AUSGANGSTEXT:

——

Die Geschäftsidee hinter seinem Unternehmen ist die Digitalisierung des Gesundheitswesens. Mit seiner Software werden etwa alle medizinischen Produkte und ihr Zustand in einer Klinik erfasst, auch die Betten. Auf diese Weise kann ermittelt werden, welches Krankenhausbett mit einem Keim belastet war oder ist. „Wir können jeden Status abrufen: Gereinigt, nicht gereinigt. Gewartet, nicht gewartet. Getestet, nicht getestet“, erklärt Amann. „Wir haben ein triviales Problem gelöst, das aber sonst noch niemand gelöst hat, und entlasten dadurch die Pflege.“

Wer indes einem Astrophysiker dabei zuhört, wenn er über die Idee hinter seinem Start-up erzählt, muss zwar nicht Raketenwissenschaften studiert haben, aber zumindest aufmerksam dabei bleiben. Theo Steininger – Jeans, T-Shirt, Brille – hat direkt nebenan am Max-Planck-Institut auf dem Campus promoviert und dort auch seinen Co-Funder Maksim Greiner kennengelernt. Das Logo ihres Start-ups Erium hätte gut in die nerdige Serie Big Bang Theory gepasst. Nach den Sternen aber greifen die beiden Gründer nicht mehr, sondern entwickeln stattdessen künstliche Intelligenz für Unternehmen, um Wissen zu speichern und an neue Mitarbeiter weiterzureichen. „Mein Job ist, mich reinzudenken, in Leute, die Dinge tun, von denen ich inhaltlich keine Ahnung hab“, sagt Steininger. „Und dann Teile des Prozesses mit KI zu semiautomatisieren.“

Wie lange er trotz mittlerweile beträchtlicher Erfolge auf dem Markt im Gate bleiben will? „Bis wir final rausgeworfen werden“, sagt Steininger und lacht. Die Aufenthaltszeit der Start-ups im Gründerzentrum ist begrenzt, maximal fünf Jahre dürfen die Jungunternehmer bleiben. „In einigen Ausnahmefällen auch acht Jahre“, sagt Heckemann. Das Gate selbst bietet während dieses Zeitraums nicht nur Büros an, sondern auch konkrete Unterstützung durch Coaches. Diese beraten in Fragen rund um Finanzierungsrunden, Mitarbeiterführung, Managementqualitäten. „Wichtige Dinge, die den Gründern auf der Uni vielleicht nicht beigebracht worden sind“, sagt Heckemann. Die sie aber dringend benötigen, denn die Start-ups müssen sich selbst tragen und ihre Mitarbeiter finanzieren. „Am Ende des Tages ist das Start-up selbst verantwortlich für seinen Erfolg“, sagt der Gate-Geschäftsführer.

——

INFORMATIONEN:
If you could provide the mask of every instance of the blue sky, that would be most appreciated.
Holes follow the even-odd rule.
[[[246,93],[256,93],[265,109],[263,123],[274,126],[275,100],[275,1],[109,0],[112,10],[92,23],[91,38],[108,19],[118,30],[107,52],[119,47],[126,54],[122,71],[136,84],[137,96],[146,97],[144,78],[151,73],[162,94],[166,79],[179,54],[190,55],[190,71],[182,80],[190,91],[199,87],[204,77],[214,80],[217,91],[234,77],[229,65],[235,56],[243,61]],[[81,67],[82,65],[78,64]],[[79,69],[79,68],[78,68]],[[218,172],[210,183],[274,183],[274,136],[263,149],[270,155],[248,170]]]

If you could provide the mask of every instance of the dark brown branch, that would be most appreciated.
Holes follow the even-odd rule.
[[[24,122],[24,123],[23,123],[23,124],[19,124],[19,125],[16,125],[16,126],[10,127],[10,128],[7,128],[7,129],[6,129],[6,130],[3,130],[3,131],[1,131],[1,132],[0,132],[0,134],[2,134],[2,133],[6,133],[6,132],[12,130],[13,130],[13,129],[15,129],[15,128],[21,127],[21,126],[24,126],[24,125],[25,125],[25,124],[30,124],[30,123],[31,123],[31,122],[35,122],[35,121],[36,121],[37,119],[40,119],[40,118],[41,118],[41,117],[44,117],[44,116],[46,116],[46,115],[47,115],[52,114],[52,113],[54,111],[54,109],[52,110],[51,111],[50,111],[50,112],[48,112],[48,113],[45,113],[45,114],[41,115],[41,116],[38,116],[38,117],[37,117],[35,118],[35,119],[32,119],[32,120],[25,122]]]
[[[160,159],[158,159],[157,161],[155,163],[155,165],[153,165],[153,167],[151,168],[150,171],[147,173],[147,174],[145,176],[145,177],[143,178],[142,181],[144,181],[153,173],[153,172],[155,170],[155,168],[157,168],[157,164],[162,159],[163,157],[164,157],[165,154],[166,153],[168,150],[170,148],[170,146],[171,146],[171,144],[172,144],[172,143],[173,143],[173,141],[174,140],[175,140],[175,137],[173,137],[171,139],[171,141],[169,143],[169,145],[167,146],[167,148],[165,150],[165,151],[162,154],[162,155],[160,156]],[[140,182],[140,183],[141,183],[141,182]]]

——

ARBEITSAUFTRAG A:
Aktualisiere bitte den Abschnitt im Text über die Start-ups im Gate, der bei „Wie lange er“ beginnt und bei „sagt der Gate-Geschäftsführer.“ endet, und schreibe ihn dabei mit „Technologiezentrum“ statt „Gründerzentrum“ neu.
ARBEITSAUFTRAG B:
Schreibe den Text über die Start-ups im Gate nach seinem letzten Satz weiter.
Das Material hat mit dem Text über die Start-ups im Gate nichts zu tun.

ANTWORT A:
Wie lange er trotz mittlerweile beträchtlicher Erfolge auf dem Markt im Gate bleiben will? „Bis wir final rausgeworfen werden“, sagt Steininger und lacht. Die Aufenthaltszeit der Start-ups im Technologiezentrum ist begrenzt, maximal fünf Jahre dürfen die Jungunternehmer bleiben. „In einigen Ausnahmefällen auch acht Jahre“, sagt Heckemann. Das Gate selbst bietet während dieses Zeitraums nicht nur Büros an, sondern auch konkrete Unterstützung durch Coaches. Diese beraten in Fragen rund um Finanzierungsrunden, Mitarbeiterführung, Managementqualitäten. „Wichtige Dinge, die den Gründern auf der Uni vielleicht nicht beigebracht worden sind“, sagt Heckemann. Die sie aber dringend benötigen, denn die Start-ups müssen sich selbst tragen und ihre Mitarbeiter finanzieren. „Am Ende des Tages ist das Start-up selbst verantwortlich für seinen Erfolg“, sagt der Gate-Geschäftsführer.

ANTWORT B:
Das Gründerzentrum steht nicht nur TU-Absolventen offen

Schließlich müssen die Start-ups auch Miete zahlen. Und diese macht etwa 80 Prozent der Finanzierung des Garchinger Gründerzentrums aus; den Rest übernimmt der Freistaat Bayern. Und für das Garchinger Hardware-Gründerzentrum ist die Nähe zur Technischen Universität und den anderen Forschungseinrichtungen natürlich ein enormer Vorteil. „Aber wir betonen immer, dass wir nicht exklusiv nur TUM-Start-ups nehmen. Wir sind komplett offen, auch für Start-ups der LMU, anderer Hochschulen und Bundesländer, auch international.“

Wenn die Reise eines Start-ups in Garching nach fünf Jahren endet, muss es also längst auf eigenen Beinen stehen – und ausziehen. „Im besten Fall mit einer disruptiven Idee, die der Menschheit etwas bringt, mit der ein Problem gelöst wird, und die neue Arbeitsplätze schafft“, sagt Geschäftsführer Heckemann. „Und mit der wir technologisch den Anschluss halten als Motor für den Landkreis München, Bayern und Deutschland.“

Der Sprung in die Selbständigkeit dürfte für Christian Weitscha und sein Drei-Mann-Start-up Leverage Robotics kein Problem sein, die Roboterarme, die vor allem Schüttgut greifen, zusammensetzen oder -kleben sollen, sind schon auf dem Markt. Und sie werden in dem kleinen Büro im ersten Stock des Gate stetig weiterentwickelt. „Wir haben jetzt auch die Software dazu, die launchen wir Ende des Jahres“, sagt Weitscha. Ob sie neue Arbeitsplätze schaffen, ist eine andere Frage. Laut Weitscha sollen sie jedenfalls keine vernichten. „Es gibt schließlich immer weniger Menschen, die solche Arbeiten machen wollen. Wir wollen dazu beitragen, dass die Produktion hier in Deutschland und Europa gehalten werden kann“, sagt der Gründer.